Data records:

+-------+

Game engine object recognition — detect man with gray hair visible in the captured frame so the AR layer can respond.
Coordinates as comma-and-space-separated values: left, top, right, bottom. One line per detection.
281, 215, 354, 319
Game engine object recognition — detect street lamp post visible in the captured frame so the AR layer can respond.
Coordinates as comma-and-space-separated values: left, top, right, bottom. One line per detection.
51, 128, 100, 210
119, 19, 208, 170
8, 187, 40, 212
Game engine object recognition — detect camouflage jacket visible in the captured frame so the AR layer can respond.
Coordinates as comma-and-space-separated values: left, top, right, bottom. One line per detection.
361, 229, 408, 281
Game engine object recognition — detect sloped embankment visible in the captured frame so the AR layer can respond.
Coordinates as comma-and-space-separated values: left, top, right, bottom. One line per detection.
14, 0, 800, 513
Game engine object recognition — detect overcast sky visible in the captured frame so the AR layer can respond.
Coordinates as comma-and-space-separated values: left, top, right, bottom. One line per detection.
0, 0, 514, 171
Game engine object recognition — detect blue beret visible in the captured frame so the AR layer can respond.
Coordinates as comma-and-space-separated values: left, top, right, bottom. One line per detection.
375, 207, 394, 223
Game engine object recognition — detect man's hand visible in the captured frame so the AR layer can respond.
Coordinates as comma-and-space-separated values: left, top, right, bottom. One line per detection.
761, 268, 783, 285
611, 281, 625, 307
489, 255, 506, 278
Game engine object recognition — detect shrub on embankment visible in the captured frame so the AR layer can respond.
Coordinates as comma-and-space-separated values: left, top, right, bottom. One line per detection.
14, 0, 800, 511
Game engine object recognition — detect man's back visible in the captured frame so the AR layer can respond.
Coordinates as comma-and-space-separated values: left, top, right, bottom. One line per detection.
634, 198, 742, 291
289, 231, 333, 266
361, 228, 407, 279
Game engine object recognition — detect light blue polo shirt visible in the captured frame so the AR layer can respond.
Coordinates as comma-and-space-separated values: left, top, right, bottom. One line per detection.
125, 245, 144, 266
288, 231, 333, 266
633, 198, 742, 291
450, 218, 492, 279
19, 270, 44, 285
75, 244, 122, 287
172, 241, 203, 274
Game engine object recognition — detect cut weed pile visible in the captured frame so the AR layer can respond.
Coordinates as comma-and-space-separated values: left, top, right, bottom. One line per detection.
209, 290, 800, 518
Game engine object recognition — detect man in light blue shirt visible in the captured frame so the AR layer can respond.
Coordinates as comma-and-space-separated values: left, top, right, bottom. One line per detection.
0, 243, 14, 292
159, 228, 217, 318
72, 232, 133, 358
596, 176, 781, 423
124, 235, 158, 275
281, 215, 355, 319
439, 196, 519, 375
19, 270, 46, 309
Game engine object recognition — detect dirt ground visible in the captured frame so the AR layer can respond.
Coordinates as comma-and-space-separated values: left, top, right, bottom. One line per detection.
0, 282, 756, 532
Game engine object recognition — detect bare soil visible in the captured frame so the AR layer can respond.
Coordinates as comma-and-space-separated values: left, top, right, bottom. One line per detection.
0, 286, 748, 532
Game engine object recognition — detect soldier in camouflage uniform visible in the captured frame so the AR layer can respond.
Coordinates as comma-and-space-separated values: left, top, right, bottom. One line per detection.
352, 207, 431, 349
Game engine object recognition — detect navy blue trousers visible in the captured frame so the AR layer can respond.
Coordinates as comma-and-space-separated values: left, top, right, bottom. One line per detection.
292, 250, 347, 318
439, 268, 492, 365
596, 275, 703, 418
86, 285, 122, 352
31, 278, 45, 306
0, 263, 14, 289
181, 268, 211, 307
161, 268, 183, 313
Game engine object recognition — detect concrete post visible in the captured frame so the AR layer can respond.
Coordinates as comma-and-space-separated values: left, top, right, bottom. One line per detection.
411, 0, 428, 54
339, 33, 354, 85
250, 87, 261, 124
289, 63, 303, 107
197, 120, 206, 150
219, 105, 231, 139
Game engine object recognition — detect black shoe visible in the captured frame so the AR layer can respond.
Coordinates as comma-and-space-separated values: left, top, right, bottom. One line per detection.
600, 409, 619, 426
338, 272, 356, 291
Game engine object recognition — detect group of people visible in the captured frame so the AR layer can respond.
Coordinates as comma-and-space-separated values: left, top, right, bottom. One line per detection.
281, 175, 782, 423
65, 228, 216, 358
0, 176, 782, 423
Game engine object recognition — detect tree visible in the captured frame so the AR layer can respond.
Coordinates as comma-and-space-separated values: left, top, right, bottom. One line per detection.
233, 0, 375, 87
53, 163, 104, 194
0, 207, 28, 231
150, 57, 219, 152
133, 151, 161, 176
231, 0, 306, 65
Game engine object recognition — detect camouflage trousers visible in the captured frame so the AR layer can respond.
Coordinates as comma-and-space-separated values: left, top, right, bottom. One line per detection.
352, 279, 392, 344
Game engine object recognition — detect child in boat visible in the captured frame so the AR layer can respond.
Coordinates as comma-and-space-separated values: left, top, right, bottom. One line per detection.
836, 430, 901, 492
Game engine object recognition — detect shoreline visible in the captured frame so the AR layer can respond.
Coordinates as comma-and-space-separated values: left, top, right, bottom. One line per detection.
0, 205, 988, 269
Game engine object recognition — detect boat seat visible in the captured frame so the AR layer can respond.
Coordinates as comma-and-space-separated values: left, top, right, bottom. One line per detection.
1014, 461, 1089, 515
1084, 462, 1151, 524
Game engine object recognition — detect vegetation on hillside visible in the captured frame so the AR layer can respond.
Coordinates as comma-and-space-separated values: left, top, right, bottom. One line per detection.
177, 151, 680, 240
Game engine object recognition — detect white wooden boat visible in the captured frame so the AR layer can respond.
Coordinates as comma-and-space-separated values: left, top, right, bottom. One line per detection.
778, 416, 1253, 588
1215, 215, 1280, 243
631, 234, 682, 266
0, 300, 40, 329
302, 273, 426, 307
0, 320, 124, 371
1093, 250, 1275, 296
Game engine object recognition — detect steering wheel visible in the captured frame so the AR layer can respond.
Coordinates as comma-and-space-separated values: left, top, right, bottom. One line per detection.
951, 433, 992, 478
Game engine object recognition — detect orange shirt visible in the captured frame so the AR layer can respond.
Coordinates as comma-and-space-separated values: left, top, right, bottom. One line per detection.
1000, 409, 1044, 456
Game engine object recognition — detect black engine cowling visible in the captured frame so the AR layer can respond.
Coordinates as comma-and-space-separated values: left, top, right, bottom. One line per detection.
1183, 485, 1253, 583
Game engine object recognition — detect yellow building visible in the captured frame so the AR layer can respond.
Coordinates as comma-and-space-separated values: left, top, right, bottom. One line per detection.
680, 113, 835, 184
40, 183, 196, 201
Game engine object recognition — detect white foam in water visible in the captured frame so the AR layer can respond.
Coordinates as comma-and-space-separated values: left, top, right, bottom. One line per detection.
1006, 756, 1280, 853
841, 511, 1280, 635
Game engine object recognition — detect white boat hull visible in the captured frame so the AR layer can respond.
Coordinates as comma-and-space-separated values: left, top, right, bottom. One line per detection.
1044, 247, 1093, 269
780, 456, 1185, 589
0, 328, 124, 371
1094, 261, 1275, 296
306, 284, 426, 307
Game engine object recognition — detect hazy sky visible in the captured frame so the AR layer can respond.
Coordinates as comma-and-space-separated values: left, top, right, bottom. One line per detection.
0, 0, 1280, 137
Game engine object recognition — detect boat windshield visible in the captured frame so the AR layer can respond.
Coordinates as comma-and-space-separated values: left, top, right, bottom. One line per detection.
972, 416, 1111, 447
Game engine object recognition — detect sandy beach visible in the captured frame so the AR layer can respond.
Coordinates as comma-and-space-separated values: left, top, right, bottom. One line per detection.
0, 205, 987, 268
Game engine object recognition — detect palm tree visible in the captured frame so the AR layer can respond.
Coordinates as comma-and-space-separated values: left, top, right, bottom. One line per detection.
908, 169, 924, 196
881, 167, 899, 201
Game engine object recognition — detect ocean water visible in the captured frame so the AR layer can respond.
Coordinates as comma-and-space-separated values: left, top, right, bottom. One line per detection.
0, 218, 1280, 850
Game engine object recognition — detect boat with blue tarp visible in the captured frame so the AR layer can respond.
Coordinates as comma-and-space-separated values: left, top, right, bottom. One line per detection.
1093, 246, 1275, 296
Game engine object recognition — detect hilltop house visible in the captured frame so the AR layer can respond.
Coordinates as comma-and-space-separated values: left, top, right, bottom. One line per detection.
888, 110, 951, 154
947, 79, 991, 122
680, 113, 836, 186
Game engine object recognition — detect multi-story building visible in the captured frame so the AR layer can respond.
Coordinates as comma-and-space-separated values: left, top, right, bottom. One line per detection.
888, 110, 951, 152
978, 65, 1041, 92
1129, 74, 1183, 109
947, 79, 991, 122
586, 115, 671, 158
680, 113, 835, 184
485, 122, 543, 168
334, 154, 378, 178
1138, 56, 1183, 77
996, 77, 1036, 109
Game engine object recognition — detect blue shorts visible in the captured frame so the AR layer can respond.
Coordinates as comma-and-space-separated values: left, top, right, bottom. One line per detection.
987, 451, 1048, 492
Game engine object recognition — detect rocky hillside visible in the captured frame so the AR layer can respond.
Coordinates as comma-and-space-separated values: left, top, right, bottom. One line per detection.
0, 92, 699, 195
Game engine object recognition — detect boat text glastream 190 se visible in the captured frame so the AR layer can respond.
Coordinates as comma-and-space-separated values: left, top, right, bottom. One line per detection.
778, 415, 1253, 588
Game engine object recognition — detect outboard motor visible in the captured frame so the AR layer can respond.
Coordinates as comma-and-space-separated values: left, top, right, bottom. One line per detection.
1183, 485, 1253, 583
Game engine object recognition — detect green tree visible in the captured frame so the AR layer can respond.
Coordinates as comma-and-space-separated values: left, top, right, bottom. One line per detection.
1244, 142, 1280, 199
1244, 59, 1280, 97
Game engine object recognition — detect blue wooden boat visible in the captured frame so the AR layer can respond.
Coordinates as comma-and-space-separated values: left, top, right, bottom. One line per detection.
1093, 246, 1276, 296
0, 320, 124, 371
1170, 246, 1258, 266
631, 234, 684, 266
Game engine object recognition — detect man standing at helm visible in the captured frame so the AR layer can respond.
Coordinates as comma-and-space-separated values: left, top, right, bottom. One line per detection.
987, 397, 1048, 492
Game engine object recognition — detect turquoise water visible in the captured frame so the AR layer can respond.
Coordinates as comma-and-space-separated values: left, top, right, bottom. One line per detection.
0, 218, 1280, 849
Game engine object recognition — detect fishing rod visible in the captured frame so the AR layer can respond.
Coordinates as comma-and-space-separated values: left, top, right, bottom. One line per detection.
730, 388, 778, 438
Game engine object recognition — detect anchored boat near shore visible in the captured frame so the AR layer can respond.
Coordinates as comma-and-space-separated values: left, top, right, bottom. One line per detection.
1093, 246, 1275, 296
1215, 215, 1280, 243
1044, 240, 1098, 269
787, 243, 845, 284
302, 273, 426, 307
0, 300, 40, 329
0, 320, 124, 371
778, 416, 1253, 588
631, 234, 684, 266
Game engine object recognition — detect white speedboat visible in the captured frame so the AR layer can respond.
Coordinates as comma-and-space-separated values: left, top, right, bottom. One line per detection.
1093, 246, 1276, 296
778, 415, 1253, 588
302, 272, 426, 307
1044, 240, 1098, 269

+-------+

EXERCISE INSTRUCTIONS:
Copy the entries above word for word, from the line containing "Game engine object recognition — detect steering" through the line containing "841, 511, 1280, 635", including both of those lines.

RESULT FOR THIS EXERCISE:
Game engine object recognition — detect steering wheel visible in the captured frame so the AR layer can respond.
Coordinates as comma-and-space-separated values: left, top, right, bottom. One line per detection.
951, 433, 992, 478
Game engine object recognition — detect orange shirt visible in the captured frame so the AR layer can respond.
Coordinates as comma-and-space-separated values: left, top, right, bottom. One line per detection.
1000, 409, 1044, 456
Game engine object recognition — detect black engine cowling visible in the captured frame so the AR layer can respond.
Coordinates as comma-and-space-separated values: left, top, right, bottom. One line per detection.
1183, 485, 1253, 583
Game engine object recognition — detect yellow building visible in the captured frame so the AR layer can respond.
Coordinates as comma-and-space-separated values: left, top, right, bottom. One line per detection.
680, 113, 835, 184
40, 183, 196, 201
Game engine object recognition — detect white foam in water visible in the captured frame so the AR layer can respond.
Coordinates as comma-and-space-separated values: left, top, right, bottom. One line per detection.
1006, 756, 1280, 853
841, 511, 1280, 635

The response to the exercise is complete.